• Instruções
**A)** Reescreva de forma mais curta o parágrafo dos comentários que começa com "Obrigada pelo post claro e objetivo", mantendo os fatos principais.
**B)** Reproduza tudo o que vai de "Maiara Dantas Luiz" até "sua experiência =)" nos comentários, trocando "Manaus" por "Belém".
**C)** Resuma os comentários em duas frases.
**** Texto fornecido
Maiara Dantas Luiz 22 de outubro de 2018 - 14:21
Obrigada pelo post claro e objetivo. Estarei em Manaus nas proximas semanas e essa é a minha maior preocupação: o turismo consciente com os animais. Obrigada pelas dicas pq me ajudaram a tomar uma direção melhor na minha viagem!
Ulisses Dalesandro 6 de novembro de 2018 - 04:43
Que legal Maiara! Satisfação em saber que mais pessoas no mundo tem essa mesma preocupação que a gente =). Turismo é legal, mas sempre com consciência né? ;) Espero que aproveite sua viagem! Depois passa aqui pra contar pra gente como foi sua experiência =)
Raulz!to 18 de fevereiro de 2017 - 11:10
Ligia, sigo seu blog há tempos e curto muito, Já usei muito suas dicas em várias viagens e daqui a um mês vou usar de novo, quando for ao Amazonas. MAS ESSE SEU POST é o melhor de todos os tempos. Nossa, vi o video do elefante, uma pequena parte, na verdade, até eles começarem a machucar o animal com aqueles espetos. Chorei feito uma criança e fiquei chocado. Já tinha ouvido falar sobre os elefantes e que era cruel, nunca pensei em visitar algo assim numa viagem, mas esse video aí é uma das coisas mais tristes e impactantes que eu já vi na vida. Agradeço por me mostrar isso e renovar minhas prontidão para não cair em turistices ridículas como essa. Uma dica para os interessados é o filme Blackfish, disponível no Netflix, que fala sobre a "domesticação" das baleias naqueles parques do Seaworld. Tá no mesmo nível. E mais uma vez, parabéns!
********
**** Dados registrados
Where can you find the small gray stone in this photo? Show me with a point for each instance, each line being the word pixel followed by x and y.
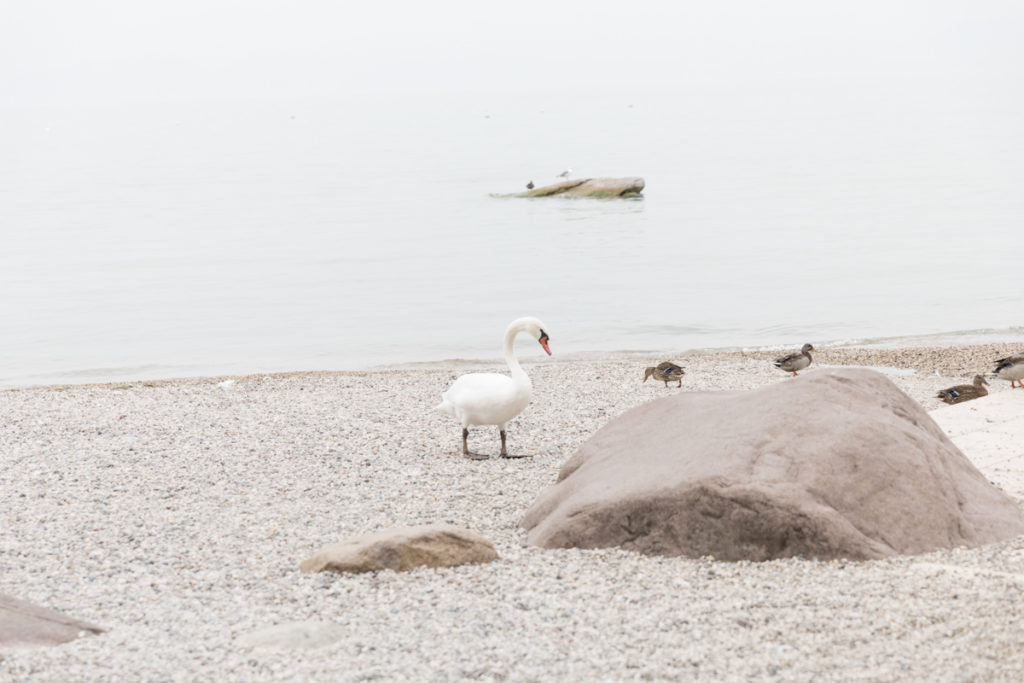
pixel 307 634
pixel 27 625
pixel 401 549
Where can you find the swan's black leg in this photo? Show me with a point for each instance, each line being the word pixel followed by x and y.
pixel 465 446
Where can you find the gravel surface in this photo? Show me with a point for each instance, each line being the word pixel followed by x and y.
pixel 175 514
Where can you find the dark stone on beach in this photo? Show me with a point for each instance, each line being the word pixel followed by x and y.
pixel 402 549
pixel 828 465
pixel 27 625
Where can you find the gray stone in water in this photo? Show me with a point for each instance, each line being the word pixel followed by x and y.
pixel 27 625
pixel 599 187
pixel 295 634
pixel 402 549
pixel 832 464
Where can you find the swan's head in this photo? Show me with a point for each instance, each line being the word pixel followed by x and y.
pixel 532 327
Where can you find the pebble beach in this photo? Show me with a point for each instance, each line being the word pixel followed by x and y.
pixel 174 514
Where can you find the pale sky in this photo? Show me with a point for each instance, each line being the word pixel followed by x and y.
pixel 68 51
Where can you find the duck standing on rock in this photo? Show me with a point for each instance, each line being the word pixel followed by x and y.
pixel 489 398
pixel 798 360
pixel 963 392
pixel 666 372
pixel 1011 368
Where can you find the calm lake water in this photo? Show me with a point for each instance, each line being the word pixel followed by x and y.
pixel 223 238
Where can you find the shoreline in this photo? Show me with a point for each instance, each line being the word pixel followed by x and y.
pixel 948 360
pixel 1008 338
pixel 174 514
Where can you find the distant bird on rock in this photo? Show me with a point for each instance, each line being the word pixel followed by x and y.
pixel 666 372
pixel 795 361
pixel 1011 368
pixel 963 392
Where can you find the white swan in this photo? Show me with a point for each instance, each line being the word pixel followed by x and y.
pixel 489 398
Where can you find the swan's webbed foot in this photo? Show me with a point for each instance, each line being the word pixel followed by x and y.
pixel 505 453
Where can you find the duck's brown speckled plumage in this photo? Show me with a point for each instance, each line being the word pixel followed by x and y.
pixel 798 360
pixel 667 372
pixel 1011 368
pixel 963 392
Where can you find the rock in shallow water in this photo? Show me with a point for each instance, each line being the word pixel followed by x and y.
pixel 832 464
pixel 402 549
pixel 597 187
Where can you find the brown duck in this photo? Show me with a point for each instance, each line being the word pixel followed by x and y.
pixel 798 360
pixel 667 372
pixel 962 392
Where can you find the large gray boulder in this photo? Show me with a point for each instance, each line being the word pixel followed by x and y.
pixel 401 549
pixel 599 187
pixel 832 464
pixel 27 625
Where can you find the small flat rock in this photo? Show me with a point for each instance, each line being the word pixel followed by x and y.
pixel 401 549
pixel 27 625
pixel 307 634
pixel 600 187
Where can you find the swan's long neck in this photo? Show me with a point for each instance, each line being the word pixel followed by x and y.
pixel 518 374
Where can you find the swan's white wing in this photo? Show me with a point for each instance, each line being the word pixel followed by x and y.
pixel 484 398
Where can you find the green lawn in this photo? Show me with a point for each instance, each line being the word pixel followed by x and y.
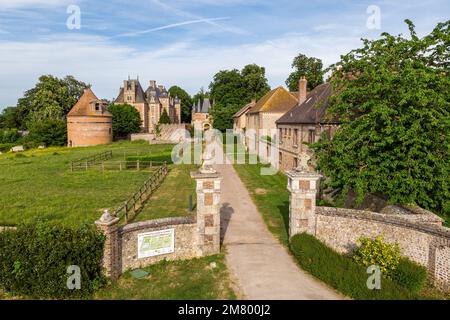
********
• Respostas escritas
**A)** Maiara agradece pelo post claro e objetivo. Ela estará em Manaus nas próximas semanas e tem como maior preocupação o turismo consciente com os animais. As dicas a ajudaram a tomar uma direção melhor na viagem.

**B)**
Maiara Dantas Luiz 22 de outubro de 2018 - 14:21
Obrigada pelo post claro e objetivo. Estarei em Belém nas proximas semanas e essa é a minha maior preocupação: o turismo consciente com os animais. Obrigada pelas dicas pq me ajudaram a tomar uma direção melhor na minha viagem!
Ulisses Dalesandro 6 de novembro de 2018 - 04:43
Que legal Maiara! Satisfação em saber que mais pessoas no mundo tem essa mesma preocupação que a gente =). Turismo é legal, mas sempre com consciência né? ;) Espero que aproveite sua viagem! Depois passa aqui pra contar pra gente como foi sua experiência =)

**C)** Maiara agradece pelo post, conta que estará em Manaus e diz que as dicas a ajudaram a pensar num turismo consciente com os animais, e Ulisses responde que fica feliz com essa preocupação e deseja boa viagem. Raulz!to, que segue o blog há tempos, chama o post de o melhor de todos, diz que ficou chocado com o vídeo do elefante e indica o filme Blackfish, sobre a "domesticação" das baleias nos parques do Seaworld.